## LISTE DES TÂCHES
• 1. D'après le texte, pourquoi le retard au travail ne pose-t-il pas de problème à la personne qui raconte ? Répondez en une à trois phrases.
• 2. Recopiez, s'il vous plaît, le passage du texte qui commence aux mots « À la pharmacie, un » et s'arrête après « la poudre caustique. ».

## TEXTE
• • • •
Pendant que les feuilles d'automne croustillent sous les roues de mon vélo, je regarde ma montre qui défile bien trop vite.

Je suis clairement en retard au taf. Tic tac taf.
Tant pis, j'ai des heures de récup. Le dévouement au travail ne me manque pas.
Tic tac, manque.

À la pharmacie, un monsieur bien désagréable, qui ne m'avait pas vue tuer le temps de l'attente derrière un étale, m'a piqué ma place.

L'heure de la commande en journée s'est écoulée. Tant pis, ça sera pour demain.

Dépendante aux opis, oui, mais les voies du pavot sont presque infinies (enfin tant que les grammes ne terminent).

J'ai donc gagné à la loterie de la dépanne deux gélules de metha 20mg contre une plaquette de traitement. À la base, ça devait être du skenan 200. Mais c'est bien plus facile à dire qu'à faire de transformer la codéine en morphine. Alors la gélule transparente a pris l'allure d'une capsule bi-gout à la poudre caustique.

Au petit déj, j'ai fait une découverte notoire.
• • • •
Entrées enregistrées
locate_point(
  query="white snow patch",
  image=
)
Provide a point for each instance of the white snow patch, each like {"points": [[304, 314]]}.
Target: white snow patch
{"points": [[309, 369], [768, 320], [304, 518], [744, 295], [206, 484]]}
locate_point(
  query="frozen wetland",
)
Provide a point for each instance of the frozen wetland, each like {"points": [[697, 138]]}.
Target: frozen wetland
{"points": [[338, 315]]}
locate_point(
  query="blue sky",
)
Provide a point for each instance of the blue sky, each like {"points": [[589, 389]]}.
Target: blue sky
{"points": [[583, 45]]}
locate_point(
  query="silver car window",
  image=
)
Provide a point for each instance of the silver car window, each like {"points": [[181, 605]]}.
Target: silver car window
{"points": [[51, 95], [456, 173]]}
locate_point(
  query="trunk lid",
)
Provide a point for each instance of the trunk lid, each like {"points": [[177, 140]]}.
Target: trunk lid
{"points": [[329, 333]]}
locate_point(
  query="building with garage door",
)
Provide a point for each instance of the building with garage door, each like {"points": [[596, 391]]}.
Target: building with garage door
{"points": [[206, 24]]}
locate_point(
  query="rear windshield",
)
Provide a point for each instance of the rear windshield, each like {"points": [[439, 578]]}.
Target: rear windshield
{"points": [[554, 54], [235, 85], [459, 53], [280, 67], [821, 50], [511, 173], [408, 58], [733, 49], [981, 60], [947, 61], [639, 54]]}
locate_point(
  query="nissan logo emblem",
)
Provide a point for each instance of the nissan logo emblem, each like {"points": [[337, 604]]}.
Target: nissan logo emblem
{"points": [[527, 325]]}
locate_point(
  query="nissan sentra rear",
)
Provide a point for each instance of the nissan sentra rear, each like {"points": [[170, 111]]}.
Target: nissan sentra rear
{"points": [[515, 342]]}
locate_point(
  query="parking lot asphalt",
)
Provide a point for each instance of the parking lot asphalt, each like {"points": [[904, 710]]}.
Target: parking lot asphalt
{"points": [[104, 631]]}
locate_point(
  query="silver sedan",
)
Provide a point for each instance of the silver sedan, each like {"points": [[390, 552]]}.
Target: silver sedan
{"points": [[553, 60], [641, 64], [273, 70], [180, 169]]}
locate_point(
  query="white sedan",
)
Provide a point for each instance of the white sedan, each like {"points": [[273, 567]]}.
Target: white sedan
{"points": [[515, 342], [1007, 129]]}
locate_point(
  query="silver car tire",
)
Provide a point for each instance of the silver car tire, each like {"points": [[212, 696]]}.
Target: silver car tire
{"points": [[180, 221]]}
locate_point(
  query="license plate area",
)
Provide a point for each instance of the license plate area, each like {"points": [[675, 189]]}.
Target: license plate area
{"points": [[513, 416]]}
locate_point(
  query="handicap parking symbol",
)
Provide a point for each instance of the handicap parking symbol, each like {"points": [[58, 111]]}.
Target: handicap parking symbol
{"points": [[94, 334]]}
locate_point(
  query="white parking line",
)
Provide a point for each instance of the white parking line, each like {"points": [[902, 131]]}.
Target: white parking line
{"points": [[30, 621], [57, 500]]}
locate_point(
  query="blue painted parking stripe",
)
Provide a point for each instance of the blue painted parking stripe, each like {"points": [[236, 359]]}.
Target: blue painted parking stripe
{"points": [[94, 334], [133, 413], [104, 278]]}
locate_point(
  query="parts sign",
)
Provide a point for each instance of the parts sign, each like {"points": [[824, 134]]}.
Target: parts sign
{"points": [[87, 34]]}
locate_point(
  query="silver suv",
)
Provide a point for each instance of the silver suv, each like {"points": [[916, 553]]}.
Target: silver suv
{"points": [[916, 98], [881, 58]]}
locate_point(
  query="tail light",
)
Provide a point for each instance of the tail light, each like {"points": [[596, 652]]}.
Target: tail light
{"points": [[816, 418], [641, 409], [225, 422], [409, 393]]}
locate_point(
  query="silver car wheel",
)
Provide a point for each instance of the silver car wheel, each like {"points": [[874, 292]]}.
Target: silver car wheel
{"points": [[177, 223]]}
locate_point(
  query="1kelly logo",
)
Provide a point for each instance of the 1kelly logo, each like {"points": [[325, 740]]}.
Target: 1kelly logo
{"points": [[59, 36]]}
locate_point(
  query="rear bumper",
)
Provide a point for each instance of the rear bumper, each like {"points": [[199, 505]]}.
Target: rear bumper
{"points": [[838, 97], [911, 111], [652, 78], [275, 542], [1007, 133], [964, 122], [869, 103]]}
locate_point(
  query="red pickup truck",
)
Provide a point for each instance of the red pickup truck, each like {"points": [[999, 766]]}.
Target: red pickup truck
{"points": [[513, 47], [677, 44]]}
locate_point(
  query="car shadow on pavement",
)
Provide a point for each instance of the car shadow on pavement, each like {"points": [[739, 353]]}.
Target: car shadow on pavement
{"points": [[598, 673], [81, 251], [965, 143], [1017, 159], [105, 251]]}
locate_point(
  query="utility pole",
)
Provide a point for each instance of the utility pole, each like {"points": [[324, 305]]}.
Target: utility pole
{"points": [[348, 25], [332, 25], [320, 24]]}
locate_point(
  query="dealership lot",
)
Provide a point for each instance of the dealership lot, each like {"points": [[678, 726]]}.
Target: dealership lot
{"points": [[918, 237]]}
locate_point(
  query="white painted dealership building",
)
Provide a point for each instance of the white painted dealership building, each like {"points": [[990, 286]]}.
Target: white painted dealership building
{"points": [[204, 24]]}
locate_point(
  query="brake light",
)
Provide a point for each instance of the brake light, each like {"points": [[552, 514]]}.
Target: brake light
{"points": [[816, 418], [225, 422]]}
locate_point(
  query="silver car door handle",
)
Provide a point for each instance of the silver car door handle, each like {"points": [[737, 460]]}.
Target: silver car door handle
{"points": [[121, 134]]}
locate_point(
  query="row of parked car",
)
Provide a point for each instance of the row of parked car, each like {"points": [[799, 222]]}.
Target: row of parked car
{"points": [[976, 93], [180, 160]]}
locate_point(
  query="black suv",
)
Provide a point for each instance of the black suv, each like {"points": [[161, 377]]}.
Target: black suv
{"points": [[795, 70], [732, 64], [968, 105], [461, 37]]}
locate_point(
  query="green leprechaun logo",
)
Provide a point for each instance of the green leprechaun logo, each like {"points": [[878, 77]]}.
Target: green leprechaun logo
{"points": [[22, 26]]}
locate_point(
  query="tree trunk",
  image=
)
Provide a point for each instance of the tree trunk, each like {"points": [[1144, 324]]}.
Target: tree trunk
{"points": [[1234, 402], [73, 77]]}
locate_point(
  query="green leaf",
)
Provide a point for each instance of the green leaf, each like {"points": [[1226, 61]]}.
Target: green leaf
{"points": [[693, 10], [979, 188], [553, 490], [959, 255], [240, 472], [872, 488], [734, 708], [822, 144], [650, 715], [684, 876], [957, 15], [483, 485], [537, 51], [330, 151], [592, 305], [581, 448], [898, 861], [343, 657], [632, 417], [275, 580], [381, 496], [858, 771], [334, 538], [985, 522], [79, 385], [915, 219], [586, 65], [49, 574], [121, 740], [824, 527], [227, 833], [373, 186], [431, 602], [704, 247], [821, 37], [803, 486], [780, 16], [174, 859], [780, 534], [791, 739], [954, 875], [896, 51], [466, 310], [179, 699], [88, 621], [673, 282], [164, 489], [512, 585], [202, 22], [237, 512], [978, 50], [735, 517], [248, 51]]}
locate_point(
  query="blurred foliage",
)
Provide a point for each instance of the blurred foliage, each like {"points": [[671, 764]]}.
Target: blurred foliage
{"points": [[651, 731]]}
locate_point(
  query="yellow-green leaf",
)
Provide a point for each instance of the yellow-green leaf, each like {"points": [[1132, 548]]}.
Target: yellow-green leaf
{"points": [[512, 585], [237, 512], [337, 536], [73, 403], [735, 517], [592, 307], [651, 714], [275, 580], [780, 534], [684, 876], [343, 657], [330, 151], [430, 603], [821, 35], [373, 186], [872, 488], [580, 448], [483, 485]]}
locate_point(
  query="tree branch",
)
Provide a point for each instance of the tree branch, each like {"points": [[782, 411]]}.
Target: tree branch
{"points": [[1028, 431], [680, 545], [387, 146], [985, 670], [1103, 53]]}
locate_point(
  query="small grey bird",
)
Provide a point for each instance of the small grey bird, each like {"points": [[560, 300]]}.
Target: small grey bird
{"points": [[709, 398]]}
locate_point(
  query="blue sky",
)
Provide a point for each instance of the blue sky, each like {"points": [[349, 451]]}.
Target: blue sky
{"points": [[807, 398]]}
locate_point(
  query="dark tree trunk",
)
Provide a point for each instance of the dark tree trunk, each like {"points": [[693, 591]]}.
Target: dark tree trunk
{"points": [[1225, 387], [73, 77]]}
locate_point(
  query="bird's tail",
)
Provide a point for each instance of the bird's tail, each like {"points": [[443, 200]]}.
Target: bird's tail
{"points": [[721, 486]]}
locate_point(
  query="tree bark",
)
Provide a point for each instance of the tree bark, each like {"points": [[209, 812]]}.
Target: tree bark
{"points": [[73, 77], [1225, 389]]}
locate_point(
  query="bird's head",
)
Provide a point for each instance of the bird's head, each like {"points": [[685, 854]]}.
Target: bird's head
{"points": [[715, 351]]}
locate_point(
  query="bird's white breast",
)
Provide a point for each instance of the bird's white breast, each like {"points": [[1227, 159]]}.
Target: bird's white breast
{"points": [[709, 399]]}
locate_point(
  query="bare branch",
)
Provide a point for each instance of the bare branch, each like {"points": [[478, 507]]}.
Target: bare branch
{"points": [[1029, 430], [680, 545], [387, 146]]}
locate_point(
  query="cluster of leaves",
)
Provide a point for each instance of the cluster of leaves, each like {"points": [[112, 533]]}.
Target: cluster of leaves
• • • •
## RÉPONSES CI-DESSOUS
• 1. Le retard ne pose pas de problème parce que la personne qui raconte a des heures de récup.

• 2.
À la pharmacie, un monsieur bien désagréable, qui ne m'avait pas vue tuer le temps de l'attente derrière un étale, m'a piqué ma place.

L'heure de la commande en journée s'est écoulée. Tant pis, ça sera pour demain.

Dépendante aux opis, oui, mais les voies du pavot sont presque infinies (enfin tant que les grammes ne terminent).

J'ai donc gagné à la loterie de la dépanne deux gélules de metha 20mg contre une plaquette de traitement. À la base, ça devait être du skenan 200. Mais c'est bien plus facile à dire qu'à faire de transformer la codéine en morphine. Alors la gélule transparente a pris l'allure d'une capsule bi-gout à la poudre caustique.